Task instructions ▸
Reproduce the lines from the one containing "of the metal" through the end of the items, switching "photo" to "image" and leaving everything else unchanged. Omit the pictures from your answer.

A run of items ▸
## BEGIN

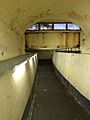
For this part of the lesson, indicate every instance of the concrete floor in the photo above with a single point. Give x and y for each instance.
(53, 102)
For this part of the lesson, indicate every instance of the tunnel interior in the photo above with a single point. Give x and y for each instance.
(22, 47)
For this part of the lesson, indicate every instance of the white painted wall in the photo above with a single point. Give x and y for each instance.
(15, 89)
(76, 69)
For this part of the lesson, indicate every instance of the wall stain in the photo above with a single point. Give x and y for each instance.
(75, 15)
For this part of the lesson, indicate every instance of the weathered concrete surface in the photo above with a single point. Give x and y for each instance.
(76, 69)
(15, 88)
(53, 102)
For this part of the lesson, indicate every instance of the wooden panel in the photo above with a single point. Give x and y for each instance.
(53, 40)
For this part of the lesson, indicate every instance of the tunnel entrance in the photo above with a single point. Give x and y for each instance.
(45, 37)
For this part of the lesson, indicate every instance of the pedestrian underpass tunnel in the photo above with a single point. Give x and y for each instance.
(68, 49)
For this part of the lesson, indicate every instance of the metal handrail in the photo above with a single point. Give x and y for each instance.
(10, 63)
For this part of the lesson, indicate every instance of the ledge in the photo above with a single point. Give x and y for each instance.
(10, 63)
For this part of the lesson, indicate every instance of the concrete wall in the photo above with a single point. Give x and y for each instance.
(76, 69)
(53, 39)
(11, 43)
(45, 54)
(15, 89)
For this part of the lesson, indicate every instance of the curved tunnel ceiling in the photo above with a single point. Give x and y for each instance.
(20, 14)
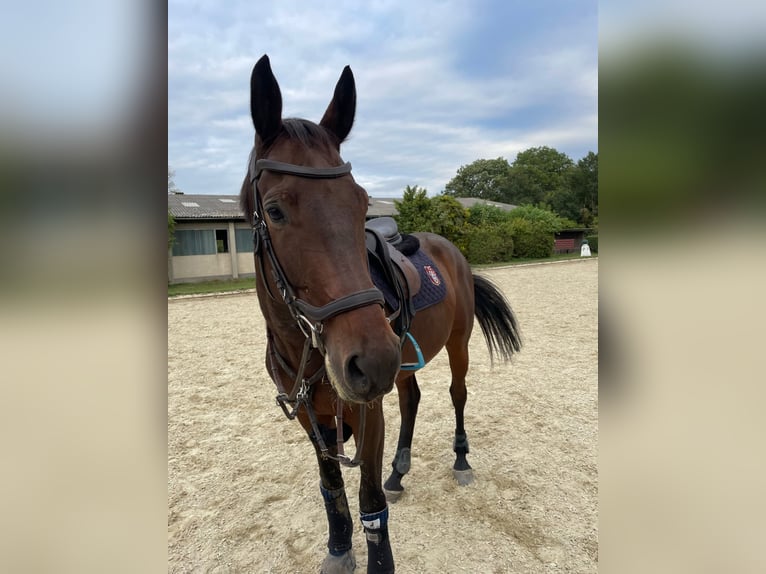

## END

Task result ▸
For this part of the lesson, indicate every instance of the metal handrail in the image above with a single point. Give x and y for each instance.
(10, 63)
For this part of the lesson, indicate every instance of the ledge in the image above with a single point. Give x and y for each instance.
(10, 63)
For this part of the lesson, indicate every instance of the concrete wall in the image above with a single point. Give x and y for each instance.
(76, 69)
(53, 39)
(11, 43)
(45, 54)
(15, 89)
For this part of the lesson, indicate every instance of the curved tunnel ceiling in the image above with a single point. Give x and y for each instance.
(20, 14)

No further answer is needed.